▶ _Referring expression pointing data_
#####

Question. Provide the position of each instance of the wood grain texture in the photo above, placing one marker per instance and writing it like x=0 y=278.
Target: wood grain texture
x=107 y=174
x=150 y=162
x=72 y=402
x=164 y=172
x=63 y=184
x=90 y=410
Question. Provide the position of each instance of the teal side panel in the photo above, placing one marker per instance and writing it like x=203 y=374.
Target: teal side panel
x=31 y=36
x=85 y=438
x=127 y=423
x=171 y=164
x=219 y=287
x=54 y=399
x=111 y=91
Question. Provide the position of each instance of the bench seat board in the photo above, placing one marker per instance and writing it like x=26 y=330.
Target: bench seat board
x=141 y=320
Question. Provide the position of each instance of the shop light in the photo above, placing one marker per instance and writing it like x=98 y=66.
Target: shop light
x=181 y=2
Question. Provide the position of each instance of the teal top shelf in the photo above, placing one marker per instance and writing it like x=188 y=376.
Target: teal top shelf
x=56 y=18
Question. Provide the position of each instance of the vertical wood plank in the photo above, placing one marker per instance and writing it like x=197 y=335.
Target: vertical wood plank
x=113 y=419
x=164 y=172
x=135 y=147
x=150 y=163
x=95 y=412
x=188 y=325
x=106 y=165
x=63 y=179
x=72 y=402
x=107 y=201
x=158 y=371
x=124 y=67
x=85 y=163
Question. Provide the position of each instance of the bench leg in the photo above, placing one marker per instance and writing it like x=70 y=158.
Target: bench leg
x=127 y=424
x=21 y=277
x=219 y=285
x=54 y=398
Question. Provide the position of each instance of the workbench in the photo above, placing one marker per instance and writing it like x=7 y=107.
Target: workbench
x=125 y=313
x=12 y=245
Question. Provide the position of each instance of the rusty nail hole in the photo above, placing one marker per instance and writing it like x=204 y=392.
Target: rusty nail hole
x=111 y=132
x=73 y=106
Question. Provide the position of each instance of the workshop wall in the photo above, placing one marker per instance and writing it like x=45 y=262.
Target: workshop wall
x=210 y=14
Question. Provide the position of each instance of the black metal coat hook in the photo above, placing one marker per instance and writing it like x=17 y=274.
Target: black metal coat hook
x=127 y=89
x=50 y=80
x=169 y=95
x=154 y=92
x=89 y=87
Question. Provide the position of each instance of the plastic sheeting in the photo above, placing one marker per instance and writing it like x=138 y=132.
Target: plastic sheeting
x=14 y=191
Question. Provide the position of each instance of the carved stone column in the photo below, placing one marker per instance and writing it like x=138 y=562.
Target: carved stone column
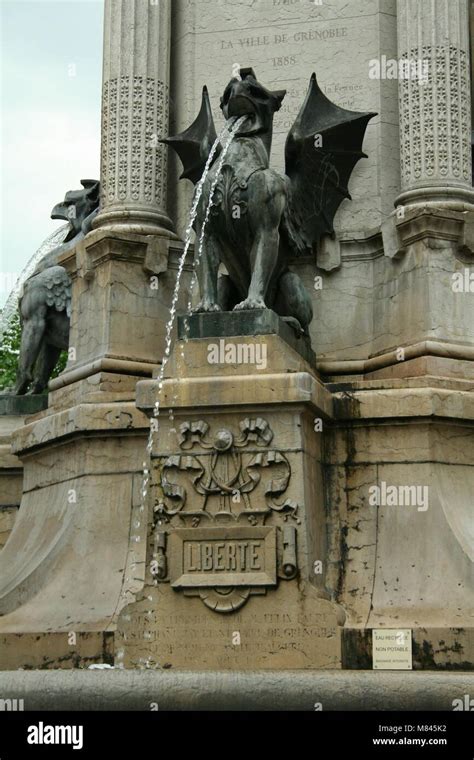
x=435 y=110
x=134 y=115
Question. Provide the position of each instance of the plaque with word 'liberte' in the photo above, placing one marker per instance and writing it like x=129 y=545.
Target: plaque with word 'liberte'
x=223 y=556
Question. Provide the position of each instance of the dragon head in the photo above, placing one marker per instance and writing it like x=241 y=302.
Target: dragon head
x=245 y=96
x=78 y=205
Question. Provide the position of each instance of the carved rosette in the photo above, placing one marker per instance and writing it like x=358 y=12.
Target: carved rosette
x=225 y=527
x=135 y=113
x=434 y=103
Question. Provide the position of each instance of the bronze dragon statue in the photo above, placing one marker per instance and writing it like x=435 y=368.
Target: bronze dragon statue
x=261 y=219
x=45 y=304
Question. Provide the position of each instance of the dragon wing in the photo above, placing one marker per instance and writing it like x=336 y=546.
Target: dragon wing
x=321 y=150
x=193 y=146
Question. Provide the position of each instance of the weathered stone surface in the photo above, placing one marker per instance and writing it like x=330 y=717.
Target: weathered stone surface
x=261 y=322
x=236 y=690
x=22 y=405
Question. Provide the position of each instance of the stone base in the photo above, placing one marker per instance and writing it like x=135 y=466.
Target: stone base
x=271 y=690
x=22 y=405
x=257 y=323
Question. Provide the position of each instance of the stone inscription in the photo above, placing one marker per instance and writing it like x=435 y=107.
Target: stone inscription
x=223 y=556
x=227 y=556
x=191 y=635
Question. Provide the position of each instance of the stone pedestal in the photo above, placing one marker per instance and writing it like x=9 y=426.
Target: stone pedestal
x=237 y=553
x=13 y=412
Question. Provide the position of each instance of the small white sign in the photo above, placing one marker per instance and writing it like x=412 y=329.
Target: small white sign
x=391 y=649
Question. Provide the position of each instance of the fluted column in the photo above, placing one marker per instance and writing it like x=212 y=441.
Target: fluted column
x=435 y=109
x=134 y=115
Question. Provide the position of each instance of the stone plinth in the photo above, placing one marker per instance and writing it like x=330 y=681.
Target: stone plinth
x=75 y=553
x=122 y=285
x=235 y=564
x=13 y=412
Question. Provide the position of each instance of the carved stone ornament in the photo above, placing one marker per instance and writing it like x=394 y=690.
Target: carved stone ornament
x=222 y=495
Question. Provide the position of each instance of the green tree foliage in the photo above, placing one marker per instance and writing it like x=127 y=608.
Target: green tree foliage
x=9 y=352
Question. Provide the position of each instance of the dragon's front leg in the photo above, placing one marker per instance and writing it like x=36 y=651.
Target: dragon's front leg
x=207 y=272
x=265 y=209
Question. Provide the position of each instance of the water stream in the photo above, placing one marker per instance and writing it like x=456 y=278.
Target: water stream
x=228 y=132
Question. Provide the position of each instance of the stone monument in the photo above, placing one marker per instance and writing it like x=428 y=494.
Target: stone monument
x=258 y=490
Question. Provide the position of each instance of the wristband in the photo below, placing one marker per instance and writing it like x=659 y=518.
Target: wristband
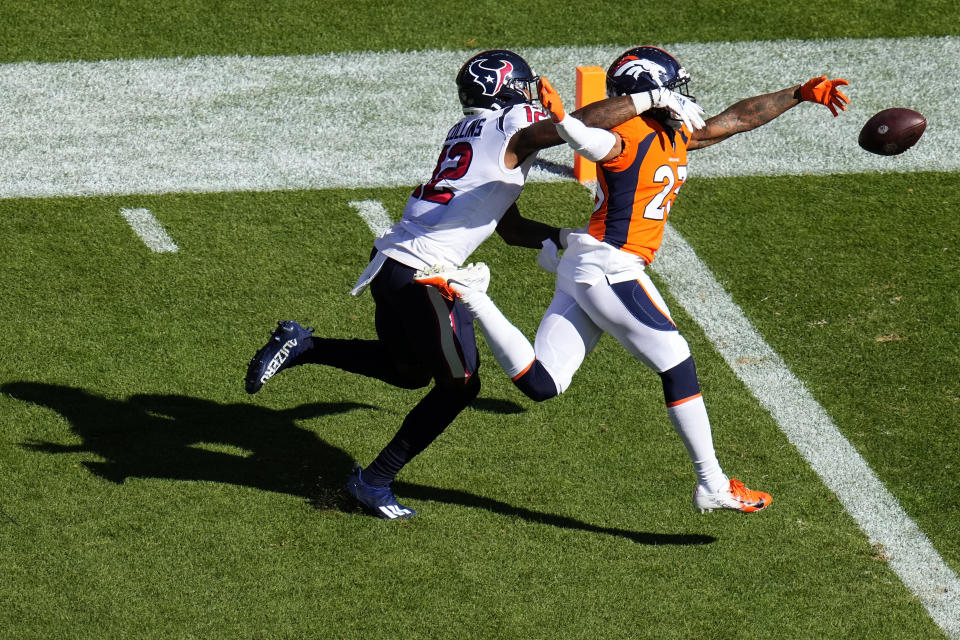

#####

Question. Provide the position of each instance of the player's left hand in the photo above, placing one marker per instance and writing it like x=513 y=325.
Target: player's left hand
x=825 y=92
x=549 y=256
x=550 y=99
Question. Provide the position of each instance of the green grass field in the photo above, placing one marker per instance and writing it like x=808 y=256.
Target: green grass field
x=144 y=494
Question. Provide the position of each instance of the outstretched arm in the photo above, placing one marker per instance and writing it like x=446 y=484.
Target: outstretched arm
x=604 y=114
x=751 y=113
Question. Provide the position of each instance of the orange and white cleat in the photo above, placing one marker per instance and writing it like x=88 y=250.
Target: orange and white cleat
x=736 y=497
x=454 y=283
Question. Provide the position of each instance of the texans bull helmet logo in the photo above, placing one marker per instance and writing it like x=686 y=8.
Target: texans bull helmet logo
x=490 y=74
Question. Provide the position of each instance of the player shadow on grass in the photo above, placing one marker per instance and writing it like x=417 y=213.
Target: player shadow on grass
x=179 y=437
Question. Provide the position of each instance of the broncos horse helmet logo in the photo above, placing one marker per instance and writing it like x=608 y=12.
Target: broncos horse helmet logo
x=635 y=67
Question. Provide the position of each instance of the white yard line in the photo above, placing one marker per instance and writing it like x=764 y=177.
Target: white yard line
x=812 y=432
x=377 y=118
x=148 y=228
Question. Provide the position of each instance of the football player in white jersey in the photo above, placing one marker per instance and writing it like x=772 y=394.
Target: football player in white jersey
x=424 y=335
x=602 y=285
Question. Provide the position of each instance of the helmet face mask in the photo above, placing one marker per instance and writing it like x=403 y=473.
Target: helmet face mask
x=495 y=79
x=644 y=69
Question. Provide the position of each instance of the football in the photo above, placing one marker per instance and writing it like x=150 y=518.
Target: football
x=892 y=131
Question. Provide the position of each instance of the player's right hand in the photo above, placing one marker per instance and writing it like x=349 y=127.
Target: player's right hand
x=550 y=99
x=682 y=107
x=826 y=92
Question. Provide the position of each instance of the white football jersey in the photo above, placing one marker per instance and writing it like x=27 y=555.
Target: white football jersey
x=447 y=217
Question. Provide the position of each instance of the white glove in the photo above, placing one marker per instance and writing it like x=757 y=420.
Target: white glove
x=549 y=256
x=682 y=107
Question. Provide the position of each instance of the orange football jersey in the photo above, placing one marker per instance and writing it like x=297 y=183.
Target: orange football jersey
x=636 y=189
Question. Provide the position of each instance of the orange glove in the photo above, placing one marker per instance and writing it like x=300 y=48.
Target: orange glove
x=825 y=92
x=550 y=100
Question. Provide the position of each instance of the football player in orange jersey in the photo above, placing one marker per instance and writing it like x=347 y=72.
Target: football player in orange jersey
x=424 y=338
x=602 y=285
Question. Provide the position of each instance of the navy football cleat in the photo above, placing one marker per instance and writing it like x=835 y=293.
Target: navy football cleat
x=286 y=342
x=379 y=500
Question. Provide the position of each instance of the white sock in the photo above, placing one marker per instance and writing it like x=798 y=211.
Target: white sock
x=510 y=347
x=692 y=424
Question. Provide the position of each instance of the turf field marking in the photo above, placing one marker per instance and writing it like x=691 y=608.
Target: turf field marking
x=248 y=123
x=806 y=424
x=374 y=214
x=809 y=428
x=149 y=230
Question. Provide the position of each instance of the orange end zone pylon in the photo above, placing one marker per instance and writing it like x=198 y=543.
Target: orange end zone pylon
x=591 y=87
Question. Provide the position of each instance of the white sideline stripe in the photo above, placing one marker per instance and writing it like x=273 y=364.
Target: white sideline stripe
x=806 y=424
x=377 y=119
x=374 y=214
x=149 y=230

#####

▶ _Goal of the exercise_
If a line in the data contains the string "below", copy it.

▶ _Response box_
Question. Provide the position of each instance of the carved stone column in the photo below, placing one marker per instance and writing it like x=138 y=562.
Question. Provide the position of each instance of the wristband in the photo below, placing one marker per instance and writing it like x=659 y=518.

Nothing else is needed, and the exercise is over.